**Tasks to complete**
1/ Set down, word for word, the part of the discussion about language, logic and language models that opens with the words containing "With the GPT-2" and closes with "often comedic ways.".
2/ Take the discussion about language, logic and language models further, picking up right after its final sentence.

**Page text**
I get what you mean by "miracle", but your argument revolving around this doesn't seem logical to me, apart from the question: what is the the "other miracle" supposed to be?

Zooming out, this seems to be part of the issue: semantics (concepts and words) neatly map the world, and have emergent properties that help to not just describe, but also sometimes predict or understand the world.

But logic seems to exist outside of language to a degree, being described by it. Just like the physical world.

Humans are able to reason logically, not always correctly, but language allows for peer review and refinement. Humans can observe the physical world. And then put all of this together using language.

But applying logic or being able to observe the physical world doesn't emerge from language. Language seems like an artifact of doing these things and a tool to do them in collaboration, but it only carries logic and knowledge because humans left these traces in "correct language".


> But applying logic or being able to observe the physical world doesn't emerge from language. Language seems like an artifact of doing these things and a tool to do them in collaboration, but it only carries logic and knowledge because humans left these traces in "correct language".

That's not the only element that went into producing the models. There's also the anthropic principle - they test them with benchmarks (that involve knowledge and truthful statements) and then don't release the ones that fail the benchmarks.


And there is Reinforcement Learning, which is essential to make models act "conversational" and coherent, right?

But I wanted to stay abstract and not go into to much detail outside my knowledge and experience.

With the GPT-2 and GPT-3 base models, you were easily able to produce "conversations" by writing fitting preludes (e.g. Interview style), but these went off the rails quickly, in often comedic ways.

Part of that surely is also due to model size.

But RILHF seems more important.

I enjoyed the rambling and even that was impressive at the time.

I guess the "anthropic principle" you are referring to works in a similar direction, although in a different way (selection, not training).

**Extracted records**
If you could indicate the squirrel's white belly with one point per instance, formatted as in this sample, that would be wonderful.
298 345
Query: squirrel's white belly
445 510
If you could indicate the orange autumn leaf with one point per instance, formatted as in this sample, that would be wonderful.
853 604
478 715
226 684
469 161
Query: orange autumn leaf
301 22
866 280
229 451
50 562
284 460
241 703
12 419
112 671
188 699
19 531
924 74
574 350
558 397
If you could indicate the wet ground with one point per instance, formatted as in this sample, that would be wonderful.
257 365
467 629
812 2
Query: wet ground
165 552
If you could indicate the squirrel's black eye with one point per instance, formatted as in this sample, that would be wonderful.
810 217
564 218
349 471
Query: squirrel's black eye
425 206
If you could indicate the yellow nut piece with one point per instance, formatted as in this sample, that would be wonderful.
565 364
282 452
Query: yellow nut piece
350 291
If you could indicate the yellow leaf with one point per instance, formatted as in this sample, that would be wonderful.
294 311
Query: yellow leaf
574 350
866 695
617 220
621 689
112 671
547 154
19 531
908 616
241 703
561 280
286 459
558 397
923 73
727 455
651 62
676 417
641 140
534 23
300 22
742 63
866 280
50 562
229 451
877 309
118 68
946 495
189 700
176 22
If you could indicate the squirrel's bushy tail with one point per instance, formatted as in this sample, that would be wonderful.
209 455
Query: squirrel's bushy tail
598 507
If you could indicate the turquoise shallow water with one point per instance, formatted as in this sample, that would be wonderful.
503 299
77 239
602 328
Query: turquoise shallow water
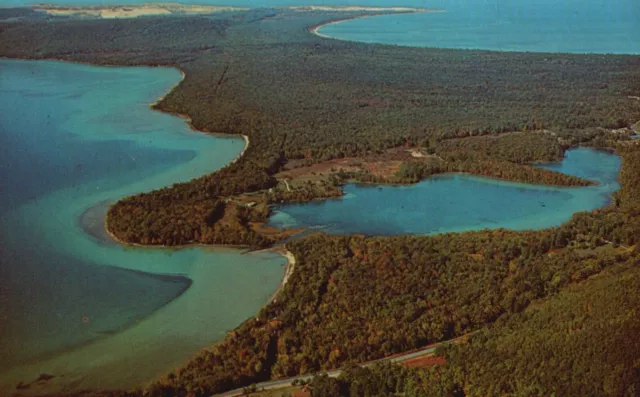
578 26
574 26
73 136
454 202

...

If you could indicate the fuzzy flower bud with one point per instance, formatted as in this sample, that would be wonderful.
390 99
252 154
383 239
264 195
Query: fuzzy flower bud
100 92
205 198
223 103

---

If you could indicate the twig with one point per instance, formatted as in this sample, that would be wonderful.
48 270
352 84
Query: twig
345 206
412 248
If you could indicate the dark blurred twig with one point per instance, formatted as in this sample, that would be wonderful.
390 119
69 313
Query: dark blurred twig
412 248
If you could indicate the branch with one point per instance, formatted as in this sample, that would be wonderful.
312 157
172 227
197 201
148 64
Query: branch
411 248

**Answers for the exercise**
1/
With the GPT-2 and GPT-3 base models, you were easily able to produce "conversations" by writing fitting preludes (e.g. Interview style), but these went off the rails quickly, in often comedic ways.

2/
The only context in which I've heard details about selection processes post-training so far was this article about OpenAIs model updates from GPT-4o onwards, discussed earlier here:

https://news.ycombinator.com/item?id=46030799

(there's a gift link in the comments)

The parts about A/B-Testing are pretty interesting.

The focus is ChatGPT as an enticing consumer product and maximizing engagement, not so much the benchmarks and usefulness of models. It briefly addresses the friction between usefulness and sycophancy though.

Anyway, it's pretty clever to use the wording "anthropic principle" here, I only knew the metaphysical usage (why do humans exist).


Because it's not a miracle? I'm not being difficult here, it's just true. It's neat and fun to play with, and I use it, but in order to use anything well, you have to look critically at the results and not get blinded by the glitter.

Saying "Why can't you be amazed that a horse can do math?" [0] means you'll miss a lot of interesting phenomena.

[0] https://en.wikipedia.org/wiki/Clever_Hans


I can type a query into Google and out pops text. Miracle?

At that speed? Yes. They spent a lot of money making that work.

Sounds like the old saying about the advertising industry: "I know half of my spending on advertising is wasted - I just don't know which half."


If you dont believe they believe it you havent paid any attention to the company. Maybe Dario is lying, although that would be an extremely long con, but the rank and file 100% believe it.